Text passage:
Horse-drawn hayrack, Saskatchewan, circa 1910.
Pedal-operated White sewing machine.
Heading west from Williston with Uncle Percy, the hayrack was piled high with furniture—beds, table and chairs, the Monarch cook stove, the White sewing machine—all of the family’s personal belongings, including some of Joseph’s treasured books. Percy sat up front guiding the horses, and I imagine that Pluma sat beside him under a buffalo hide to keep warm against the constant prairie wind.
The four children would have been snuggled behind Percy and their mother, dressed in their snow pants and jackets and mitts and toques under piles of quilts. But even so, Edna Fern remembered that she was crying because she was cold, and she got her first taste of her bachelor uncle’s lack of patience with children: “Uncle Percy was sixteen years younger than Papa—he was 23 at the time and didn’t know much about children. When he heard me crying, he gave me a sharp warning, ‘If you don’t stop crying, I’ll give you something to cry about.’ That threat shocked me so that I immediately stopped crying and moved closer to Ruth for comfort.”

Written instruction A:
In the records, copy the lines word for word, beginning at the line that contains "Please locate the sky for the research team." and stopping after the line that contains "[280,225,314,234]".
Written instruction B:
Continue the passage about the family's cold hayrack trip west from Williston with Uncle Percy, picking up after its last sentence.

The input:
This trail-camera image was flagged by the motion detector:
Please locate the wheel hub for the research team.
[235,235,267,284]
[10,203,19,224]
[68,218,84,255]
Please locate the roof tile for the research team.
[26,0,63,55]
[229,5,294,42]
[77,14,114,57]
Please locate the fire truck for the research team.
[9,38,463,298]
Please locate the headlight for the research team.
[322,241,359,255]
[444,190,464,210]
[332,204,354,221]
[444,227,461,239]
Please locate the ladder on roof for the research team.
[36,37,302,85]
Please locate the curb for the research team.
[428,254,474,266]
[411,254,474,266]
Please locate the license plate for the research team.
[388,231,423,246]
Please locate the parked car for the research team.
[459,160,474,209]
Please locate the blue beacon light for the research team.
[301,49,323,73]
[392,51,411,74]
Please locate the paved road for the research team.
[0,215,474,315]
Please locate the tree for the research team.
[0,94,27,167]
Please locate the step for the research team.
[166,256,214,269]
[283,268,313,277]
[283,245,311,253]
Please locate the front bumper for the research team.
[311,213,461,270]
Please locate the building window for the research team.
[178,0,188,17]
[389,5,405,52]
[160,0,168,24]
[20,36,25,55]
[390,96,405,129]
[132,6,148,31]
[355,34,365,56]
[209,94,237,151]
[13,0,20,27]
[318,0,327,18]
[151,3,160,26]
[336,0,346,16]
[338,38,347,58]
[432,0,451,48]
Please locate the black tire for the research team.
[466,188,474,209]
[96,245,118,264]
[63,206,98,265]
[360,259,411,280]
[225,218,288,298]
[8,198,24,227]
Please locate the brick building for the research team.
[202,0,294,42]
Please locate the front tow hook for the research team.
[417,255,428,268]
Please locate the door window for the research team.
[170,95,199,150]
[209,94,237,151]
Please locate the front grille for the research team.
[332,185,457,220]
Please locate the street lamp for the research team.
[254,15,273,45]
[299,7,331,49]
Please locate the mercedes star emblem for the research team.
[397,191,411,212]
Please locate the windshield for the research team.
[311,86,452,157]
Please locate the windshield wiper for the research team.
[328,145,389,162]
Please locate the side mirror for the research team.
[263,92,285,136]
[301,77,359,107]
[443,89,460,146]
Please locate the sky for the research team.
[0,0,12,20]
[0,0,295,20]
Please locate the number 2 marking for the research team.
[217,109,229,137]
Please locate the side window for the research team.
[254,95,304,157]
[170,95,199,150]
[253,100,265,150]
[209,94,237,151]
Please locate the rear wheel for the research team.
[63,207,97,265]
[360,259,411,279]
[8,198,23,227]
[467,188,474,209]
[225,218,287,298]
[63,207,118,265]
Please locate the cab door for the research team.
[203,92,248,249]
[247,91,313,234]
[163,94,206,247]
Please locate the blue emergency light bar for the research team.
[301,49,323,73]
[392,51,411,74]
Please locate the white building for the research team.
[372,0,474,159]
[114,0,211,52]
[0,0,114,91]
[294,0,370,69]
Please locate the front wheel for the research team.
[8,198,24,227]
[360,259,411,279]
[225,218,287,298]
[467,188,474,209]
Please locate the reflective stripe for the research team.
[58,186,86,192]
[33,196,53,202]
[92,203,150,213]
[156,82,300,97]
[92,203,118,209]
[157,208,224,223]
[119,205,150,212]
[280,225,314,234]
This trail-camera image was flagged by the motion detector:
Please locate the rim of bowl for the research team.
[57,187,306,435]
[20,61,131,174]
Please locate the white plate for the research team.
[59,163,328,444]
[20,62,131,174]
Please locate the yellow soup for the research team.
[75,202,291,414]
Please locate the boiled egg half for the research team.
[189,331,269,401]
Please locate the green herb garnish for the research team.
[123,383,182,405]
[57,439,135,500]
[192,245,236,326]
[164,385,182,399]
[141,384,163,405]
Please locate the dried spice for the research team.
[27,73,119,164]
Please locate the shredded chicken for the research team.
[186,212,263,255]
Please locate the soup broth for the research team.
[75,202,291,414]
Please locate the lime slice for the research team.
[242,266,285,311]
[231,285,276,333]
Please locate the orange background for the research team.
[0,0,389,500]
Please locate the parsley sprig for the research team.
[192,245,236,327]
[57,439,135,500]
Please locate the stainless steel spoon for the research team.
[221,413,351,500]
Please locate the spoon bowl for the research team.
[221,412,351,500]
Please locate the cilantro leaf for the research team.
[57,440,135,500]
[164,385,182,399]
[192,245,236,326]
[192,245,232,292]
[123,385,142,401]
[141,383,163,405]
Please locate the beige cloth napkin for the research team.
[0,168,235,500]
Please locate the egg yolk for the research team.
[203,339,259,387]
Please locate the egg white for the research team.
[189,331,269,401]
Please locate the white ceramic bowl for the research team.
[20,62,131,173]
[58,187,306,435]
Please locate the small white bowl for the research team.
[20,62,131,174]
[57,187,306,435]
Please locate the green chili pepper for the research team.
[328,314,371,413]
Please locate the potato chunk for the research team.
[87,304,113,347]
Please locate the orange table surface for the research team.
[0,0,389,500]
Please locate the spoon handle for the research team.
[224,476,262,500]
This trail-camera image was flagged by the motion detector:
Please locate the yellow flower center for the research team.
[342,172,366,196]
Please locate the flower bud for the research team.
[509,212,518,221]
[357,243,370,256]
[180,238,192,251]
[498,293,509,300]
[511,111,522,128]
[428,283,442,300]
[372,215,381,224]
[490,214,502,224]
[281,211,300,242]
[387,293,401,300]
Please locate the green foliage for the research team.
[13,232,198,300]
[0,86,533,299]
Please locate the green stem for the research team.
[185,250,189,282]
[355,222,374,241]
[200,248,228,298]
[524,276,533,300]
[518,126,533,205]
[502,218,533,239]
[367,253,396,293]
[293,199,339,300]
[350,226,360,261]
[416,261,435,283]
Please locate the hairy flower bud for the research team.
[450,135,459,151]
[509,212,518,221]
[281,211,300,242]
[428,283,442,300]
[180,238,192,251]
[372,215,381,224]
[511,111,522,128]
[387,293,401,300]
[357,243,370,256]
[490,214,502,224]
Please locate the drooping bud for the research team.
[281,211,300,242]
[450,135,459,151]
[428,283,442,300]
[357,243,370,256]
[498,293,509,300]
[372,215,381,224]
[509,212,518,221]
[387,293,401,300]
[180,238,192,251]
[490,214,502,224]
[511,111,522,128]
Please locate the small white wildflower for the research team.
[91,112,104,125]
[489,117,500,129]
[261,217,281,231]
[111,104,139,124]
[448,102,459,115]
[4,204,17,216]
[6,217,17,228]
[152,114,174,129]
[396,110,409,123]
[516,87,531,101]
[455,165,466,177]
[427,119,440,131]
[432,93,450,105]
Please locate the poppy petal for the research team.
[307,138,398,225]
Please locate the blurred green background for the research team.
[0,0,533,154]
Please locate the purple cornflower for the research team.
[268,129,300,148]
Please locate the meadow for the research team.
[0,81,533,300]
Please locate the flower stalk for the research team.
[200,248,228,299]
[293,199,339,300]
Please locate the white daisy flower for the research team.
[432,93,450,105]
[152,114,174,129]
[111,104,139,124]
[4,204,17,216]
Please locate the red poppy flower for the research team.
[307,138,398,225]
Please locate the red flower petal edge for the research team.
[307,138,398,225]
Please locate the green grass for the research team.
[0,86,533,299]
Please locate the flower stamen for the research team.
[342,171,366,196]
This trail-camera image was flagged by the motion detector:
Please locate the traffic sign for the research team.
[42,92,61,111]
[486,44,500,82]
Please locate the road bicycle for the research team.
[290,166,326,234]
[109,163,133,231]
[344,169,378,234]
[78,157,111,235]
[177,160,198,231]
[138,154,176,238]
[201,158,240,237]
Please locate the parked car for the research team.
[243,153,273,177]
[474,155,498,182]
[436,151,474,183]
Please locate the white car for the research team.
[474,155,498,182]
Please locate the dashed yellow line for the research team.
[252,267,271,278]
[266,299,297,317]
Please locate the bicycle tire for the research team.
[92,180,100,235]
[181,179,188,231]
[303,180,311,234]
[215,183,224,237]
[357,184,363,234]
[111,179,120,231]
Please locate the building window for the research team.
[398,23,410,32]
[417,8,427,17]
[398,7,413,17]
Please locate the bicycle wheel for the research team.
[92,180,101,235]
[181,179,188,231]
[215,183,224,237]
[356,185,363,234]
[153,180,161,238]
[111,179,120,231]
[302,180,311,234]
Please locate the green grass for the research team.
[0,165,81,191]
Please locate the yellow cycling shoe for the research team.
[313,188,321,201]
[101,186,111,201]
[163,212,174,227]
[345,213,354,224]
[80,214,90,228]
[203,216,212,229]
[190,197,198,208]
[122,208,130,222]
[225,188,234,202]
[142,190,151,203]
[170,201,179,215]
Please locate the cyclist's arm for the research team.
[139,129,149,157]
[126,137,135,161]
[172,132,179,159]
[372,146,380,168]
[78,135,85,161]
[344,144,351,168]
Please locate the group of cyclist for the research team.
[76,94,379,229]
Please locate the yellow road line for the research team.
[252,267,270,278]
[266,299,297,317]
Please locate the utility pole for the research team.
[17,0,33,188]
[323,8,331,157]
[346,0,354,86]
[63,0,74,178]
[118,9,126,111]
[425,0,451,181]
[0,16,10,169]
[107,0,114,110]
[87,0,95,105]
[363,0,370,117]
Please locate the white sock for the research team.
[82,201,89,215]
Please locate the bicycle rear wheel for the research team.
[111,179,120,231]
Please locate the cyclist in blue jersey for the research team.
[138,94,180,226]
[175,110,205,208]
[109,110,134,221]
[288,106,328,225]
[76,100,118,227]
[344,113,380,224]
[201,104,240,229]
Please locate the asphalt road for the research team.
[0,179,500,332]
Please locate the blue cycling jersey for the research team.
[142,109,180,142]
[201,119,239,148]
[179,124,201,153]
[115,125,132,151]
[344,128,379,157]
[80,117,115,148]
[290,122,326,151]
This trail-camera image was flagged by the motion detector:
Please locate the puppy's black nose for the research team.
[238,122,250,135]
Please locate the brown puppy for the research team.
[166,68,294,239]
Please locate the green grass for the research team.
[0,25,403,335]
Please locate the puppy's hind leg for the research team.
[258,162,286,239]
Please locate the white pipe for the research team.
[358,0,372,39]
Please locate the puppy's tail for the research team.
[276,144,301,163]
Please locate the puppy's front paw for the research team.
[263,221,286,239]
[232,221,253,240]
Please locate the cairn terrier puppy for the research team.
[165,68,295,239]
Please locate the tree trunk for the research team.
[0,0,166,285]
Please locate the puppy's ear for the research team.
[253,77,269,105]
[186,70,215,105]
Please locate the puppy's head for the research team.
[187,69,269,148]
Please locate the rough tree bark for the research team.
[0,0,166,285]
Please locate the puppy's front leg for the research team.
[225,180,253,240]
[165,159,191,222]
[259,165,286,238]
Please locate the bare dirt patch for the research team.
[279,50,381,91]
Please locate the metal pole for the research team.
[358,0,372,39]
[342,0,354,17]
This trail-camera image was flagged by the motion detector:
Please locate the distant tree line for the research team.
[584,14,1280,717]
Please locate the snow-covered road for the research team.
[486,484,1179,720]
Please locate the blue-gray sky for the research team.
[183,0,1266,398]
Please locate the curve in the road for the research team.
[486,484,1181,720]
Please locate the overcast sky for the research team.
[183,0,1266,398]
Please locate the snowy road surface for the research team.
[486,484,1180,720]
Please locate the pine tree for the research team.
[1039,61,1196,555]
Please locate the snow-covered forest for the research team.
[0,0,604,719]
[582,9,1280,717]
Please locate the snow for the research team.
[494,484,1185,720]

Exercise result A:
Please locate the sky for the research team.
[0,0,12,20]
[0,0,295,20]
Please locate the number 2 marking for the research team.
[217,109,229,137]
Please locate the side window for the research team.
[254,95,304,157]
[170,95,199,150]
[253,100,265,150]
[209,94,237,151]
Please locate the rear wheel for the research team.
[63,207,97,265]
[360,259,411,279]
[8,198,23,227]
[467,188,474,209]
[225,218,287,298]
[63,207,118,265]
Please locate the cab door for the research team.
[203,92,248,249]
[247,91,313,234]
[163,94,206,247]
Please locate the blue emergency light bar for the research team.
[301,49,323,73]
[392,51,411,74]
Please locate the white building for the research team.
[372,0,474,159]
[114,0,211,52]
[0,0,114,91]
[294,0,370,69]
Please locate the front wheel for the research team.
[8,198,24,227]
[360,259,411,279]
[225,218,287,298]
[467,188,474,209]
Please locate the reflective stripe for the research team.
[58,186,86,192]
[33,196,53,202]
[92,203,150,213]
[156,82,300,97]
[92,203,118,209]
[157,208,224,223]
[119,205,150,212]
[280,225,314,234]

Exercise result B:
It would have taken three long days to travel on the horse-drawn hayrack along grassy dirt roads and trails from Williston to Alexander and Elizabeth Haverfield’s homestead in southern Saskatchewan; today it takes about five hours by car. The spring wind would bring a chill and it would have been tiresome for young children watching mile after mile of icy prairie drift by. The only excitement Edna Fern remembered from the trip was stopping at a restaurant in Glasgow, Montana, just a day away from their destination:
“Our mother was a wonderful cook but it was special to be having a meal in a restaurant and Uncle Percy said we could order anything we wanted. For dessert, I had a piece of pineapple pie, a treat that I’d never had before. Maybe Uncle felt badly about being so impatient with us and so he gave us a reward for staying quiet.”
That kindness must have been encouraging for these four young children, and they had only one more day to travel to arrive at their grandparents’ home, where they hoped all would be well again.